→ WRITTEN INSTRUCTION: Rewrite all of these lines with every "exercise" replaced by "task", changing nothing else, and leave the pictures out.

→ TASK INPUTS:

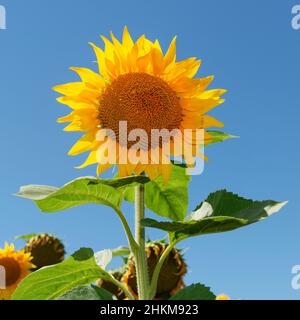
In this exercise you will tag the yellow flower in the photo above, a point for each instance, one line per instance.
(222, 297)
(14, 267)
(139, 84)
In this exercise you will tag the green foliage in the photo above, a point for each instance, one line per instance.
(51, 282)
(79, 191)
(86, 293)
(194, 292)
(221, 211)
(166, 199)
(218, 136)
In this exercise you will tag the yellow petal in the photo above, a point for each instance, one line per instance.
(170, 56)
(91, 159)
(127, 40)
(90, 76)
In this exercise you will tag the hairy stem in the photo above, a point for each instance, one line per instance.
(140, 253)
(154, 280)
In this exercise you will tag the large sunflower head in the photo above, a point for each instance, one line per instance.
(139, 86)
(14, 267)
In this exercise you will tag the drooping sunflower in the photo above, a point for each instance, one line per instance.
(148, 89)
(15, 266)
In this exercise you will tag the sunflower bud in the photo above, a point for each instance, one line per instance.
(46, 250)
(170, 279)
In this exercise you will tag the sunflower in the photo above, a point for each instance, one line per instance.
(140, 85)
(16, 266)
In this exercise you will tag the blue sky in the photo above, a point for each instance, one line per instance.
(253, 52)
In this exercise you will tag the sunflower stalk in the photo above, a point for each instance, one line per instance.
(155, 276)
(140, 253)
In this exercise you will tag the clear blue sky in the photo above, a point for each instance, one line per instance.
(253, 52)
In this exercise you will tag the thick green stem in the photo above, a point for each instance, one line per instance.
(140, 253)
(154, 280)
(133, 245)
(112, 279)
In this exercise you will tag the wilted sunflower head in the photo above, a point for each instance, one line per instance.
(14, 267)
(170, 279)
(45, 250)
(139, 85)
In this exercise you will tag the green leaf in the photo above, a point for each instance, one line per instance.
(26, 236)
(218, 136)
(194, 292)
(121, 251)
(51, 282)
(221, 211)
(168, 200)
(79, 191)
(86, 293)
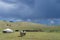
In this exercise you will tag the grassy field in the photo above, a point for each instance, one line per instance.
(46, 35)
(31, 36)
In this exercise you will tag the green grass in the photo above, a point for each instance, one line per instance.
(31, 36)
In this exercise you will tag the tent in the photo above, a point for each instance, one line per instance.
(7, 30)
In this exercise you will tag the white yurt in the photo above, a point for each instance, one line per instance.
(7, 30)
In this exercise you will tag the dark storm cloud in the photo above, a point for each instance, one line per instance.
(33, 9)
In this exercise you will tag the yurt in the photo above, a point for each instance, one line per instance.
(7, 30)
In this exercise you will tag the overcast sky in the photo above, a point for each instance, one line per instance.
(29, 9)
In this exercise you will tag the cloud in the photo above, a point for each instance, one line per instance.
(17, 9)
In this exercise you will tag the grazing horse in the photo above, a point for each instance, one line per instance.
(22, 33)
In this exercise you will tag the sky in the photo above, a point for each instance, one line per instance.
(28, 10)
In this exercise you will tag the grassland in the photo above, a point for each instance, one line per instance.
(47, 35)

→ RESPONSE BELOW:
In this task you will tag the yellow flower in the photo above, a point for each instance, one line per instance.
(222, 297)
(14, 267)
(139, 84)
In this task you will tag the green foliage in the photo above, a point for each instance, one line per instance.
(51, 282)
(79, 191)
(86, 293)
(194, 292)
(221, 211)
(166, 199)
(218, 136)
In this task you will tag the yellow petal in the photo above, a point for each instance, one line per instance.
(170, 56)
(91, 159)
(127, 40)
(90, 76)
In this task you will tag the hairy stem in the photo above, a point for each instance, one line per instance.
(140, 253)
(154, 280)
In this task you will tag the large sunflower head in the photo above, a point for each instance, one line per instance.
(139, 86)
(14, 267)
In this task you will tag the drooping sunflower in the photo above, a point for each instance, one line per instance.
(148, 89)
(15, 266)
In this task you will tag the sunflower bud in the photo above, a point for each instance, one line per instance.
(46, 250)
(170, 279)
In this task you will tag the sunflower in the photo above, a point for each instance, one line per instance.
(140, 85)
(16, 266)
In this task you will tag the blue sky in the photo above, a point for each instance, one line per instance.
(253, 52)
In this task you will tag the sunflower stalk in the photo above, a point for each instance, one line per instance.
(155, 276)
(140, 253)
In this task you will tag the clear blue sky in the photo above, a point for each instance, one line per instance.
(253, 52)
In this task you will tag the thick green stem in the photo above, a point for each instance, one line per instance.
(140, 253)
(154, 280)
(133, 245)
(112, 279)
In this task you will tag the wilted sunflower head in the photo above, a point for each instance, one line per instance.
(14, 267)
(170, 279)
(45, 250)
(139, 85)
In this task you will tag the green leaf in the photo above, a point for each instance, one line per instance.
(26, 236)
(218, 136)
(194, 292)
(121, 251)
(51, 282)
(221, 211)
(168, 200)
(79, 191)
(86, 293)
In this task you will tag the grassy field in the photo above, a point for each instance, one line per instance.
(46, 35)
(31, 36)
In this task you will tag the green grass in the photo above, a point for each instance, one line per instance.
(31, 36)
In this task you will tag the tent in the photo above, a point for each instance, one line per instance.
(7, 30)
In this task you will tag the white yurt in the photo above, a point for each instance, one line per instance.
(7, 30)
In this task you will tag the dark storm cloud in the photo above, a point for each instance, one line per instance.
(33, 9)
In this task you will tag the yurt in the photo above, a point for each instance, one line per instance.
(7, 30)
In this task you will tag the overcast sky in the photo above, a point for each instance, one line per instance.
(29, 9)
In this task you will tag the cloud in the photo above, a point for each instance, one line per instance.
(17, 9)
In this task you will tag the grazing horse in the photo above, a point for each instance, one line per instance.
(22, 33)
In this task you will tag the sky in the photo above, a point for each instance, one line per instance.
(28, 10)
In this task you will tag the grassland in the photo above, a point for each instance, one line per instance.
(47, 35)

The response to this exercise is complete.